» TASK DESCRIPTION: Copy every one of the rows below word for word, omitting the pictures from your reply.

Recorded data

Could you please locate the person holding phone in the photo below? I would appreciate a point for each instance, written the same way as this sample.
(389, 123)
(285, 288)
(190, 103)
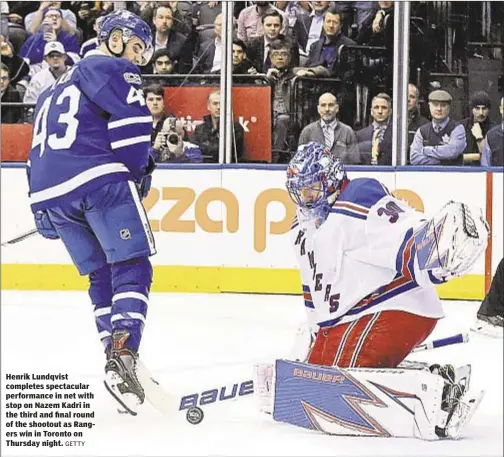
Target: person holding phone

» TASK SOLUTION:
Could you please locate the person holding phone in the photo below? I would appreciate a point for each instance, written the same way as this sample.
(389, 123)
(285, 288)
(190, 103)
Target: person holding phone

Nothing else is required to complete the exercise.